### SUPPLIED TEXT
Uhuru's chief opponent, Prime Minister Raila Odinga, lost to Kibaki in 2007. Odinga is a member of the Luo tribe, which happens to be the tribe of U.S. President Barack Obama's father. After the 2008 U.S. election, Kenyans told a bitter joke. What's the difference between the U.S. and Kenya? In the U.S., a Luo can be elected president.
Odinga casts himself as a critic of the Kenyatta system. Yes, aspects of Kenya's corruption problem link to tribalism. However, Odinga's family, like Kenyatta's, also ranks among Kenya's wealthy elite.
By the way, Forbes ranks Uhuru Kenyatta as the wealthiest man in Kenya. How did the Kenyattas get rich?
Kenyans know. Last month, The Washington Post ran a story highlighting a new Kenyan website named "I Paid a Bribe." The website solicits personal reports from Kenyans regarding their experience with "kitu kidogo," Swahili for "something small," meaning a small bribe. It's a global concept. Mexicans call it "mordida" ("little bite"). The Post's article connected the website to the Arab Spring revolts, which featured large-scale use of digital media for revolutionary communication.
This circles back to 2002 and my friend the businessman. Off the road and over a cup of coffee, he opined that Kenya's disparate tribes buy and sell from one another, and all of them are abused by the political crooks. Business is people, not tribe, but favoritism, cronyism? This is why he looked elsewhere, for freedom from this subtle tyranny.
No, he didn't show me his cellphone. He'd already done that.
######
GIVEN TASK 1 >> Decide whether each statement agrees with the Kenya passage, answering yes or no and quoting the words that settle it: (a) Odinga lost to Kibaki in 2007. (b) Forbes ranks Odinga as the wealthiest man in Kenya. (c) Mexicans use the word "mordida" for a small bribe.
GIVEN TASK 2 >> Reproduce the Kenya passage between "This circles back" and "already done that.", inclusive.
GIVEN TASK 3 >>
Answer these questions from the Kenya passage:
(a) Which tribe is Odinga a member of?
(b) Which newspaper ran the story about the "I Paid a Bribe" website?
(c) In what year did the writer talk with the businessman friend?
The listing that comes next has no connection to the Kenya passage.
### DATA SHOWN
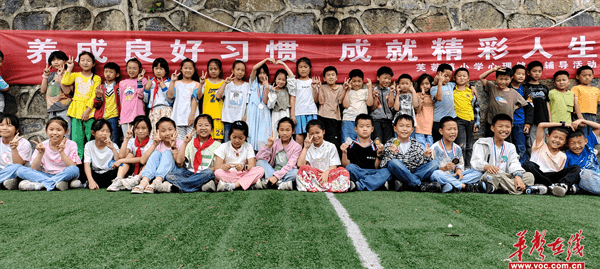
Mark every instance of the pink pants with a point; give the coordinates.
(245, 178)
######
OUTPUT 1 >>
(a) Yes: "Prime Minister Raila Odinga, lost to Kibaki in 2007"
(b) No: "Forbes ranks Uhuru Kenyatta as the wealthiest man in Kenya"
(c) Yes: "Mexicans call it "mordida" ("little bite")"

OUTPUT 2 >>
This circles back to 2002 and my friend the businessman. Off the road and over a cup of coffee, he opined that Kenya's disparate tribes buy and sell from one another, and all of them are abused by the political crooks. Business is people, not tribe, but favoritism, cronyism? This is why he looked elsewhere, for freedom from this subtle tyranny.
No, he didn't show me his cellphone. He'd already done that.

OUTPUT 3 >>
(a) The Luo tribe.
(b) The Washington Post.
(c) 2002.